> _Source document_

Introduction

The modern broiler has been genetically selected for rapid gains and efficient utilization of nutrients. Broilers are capable of thriving on widely varied types of diets, but do best on diets composed of low-fiber grains and highly digestible protein sources. They can be successfully grown in many different geographical areas to provide low-cost complete protein. Many different feedstuffs can be used to prepare diets for broilers. Broiler diets in the United States are based principally upon maize as an energy source and soybean meal as a source of amino acids. Grain sorghum and wheat are used as partial replacement for maize in areas where they are produced. Animal by-products such as meat and bone meal and poultry by-product meal typically make up approximately 5% of most broiler diets to supply both protein and minerals. Few other protein sources are utilized in poultry diets in the United States, but alternatives such as canola meal, sunflower meal, lupins, and some other legumes are utilized in countries where soybean production is minimal or infeasible. Most of these alternative protein sources are lower in amino acid digestibility than soybean meal, and often contain antinutritive factors that may limit the quantity used in broiler diets. Nutritionists should be familiar with the physical and nutritional attributes of feeds common to their region. Some sources of this information include Ensminger and Olentine[1] and Ewing.[2]

Broilers are normally allowed to consume their diets ad libitum, although in some instances, they are control-fed to minimize metabolic problems associated with rapid growth. Most diets are fed in pelleted form to encourage greater feed consumption and to minimize feed wastage. Broilers are grown to various ages or weights for different types of products, from birds weighing approximately 1 kg to be sold whole, to birds weighing 4 to 5 kg, grown for deboning of meat. They may be grown with males and females fed separately or combined as straight-run flocks. Although females tend to have lower requirements for most nutrients than males, the differences are minimal and typically not sufficient to warrant different formulations. The National Research Council[3] provides nutrient recommendations for broilers; however, these are based on minimum requirements with no allowances for variation in species, gender, or other factors. Recommendations for commercial usage are given by Leeson and Summers[4] and by Waldroup.[5]

> _Explore the material_
A. Answer each question using the broiler diet text.
(i) What share of most broiler diets do animal by-products typically make up?
(ii) Why are most broiler diets fed in pelleted form?
(iii) What do broilers weigh when they are grown for deboning of meat?
B. Decide whether each statement agrees with the broiler diet text. Give yes or no and quote the words that decide it.
(i) Broiler diets in the United States rely mainly on wheat for energy.
(ii) Most alternative protein sources have lower amino acid digestibility than soybean meal.
(iii) The National Research Council's recommendations allow for differences in gender.
This text is all that's needed; the data after it can be set aside.

> _Supplied information_
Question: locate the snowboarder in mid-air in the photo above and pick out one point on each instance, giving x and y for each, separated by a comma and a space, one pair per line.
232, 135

> _Responses to the tasks_
A.
(i) Approximately 5%.
(ii) To encourage greater feed consumption and to minimize feed wastage.
(iii) 4 to 5 kg.

B.
(i) No: "Broiler diets in the United States are based principally upon maize as an energy source"
(ii) Yes: "Most of these alternative protein sources are lower in amino acid digestibility than soybean meal"
(iii) No: "these are based on minimum requirements with no allowances for variation in species, gender, or other factors"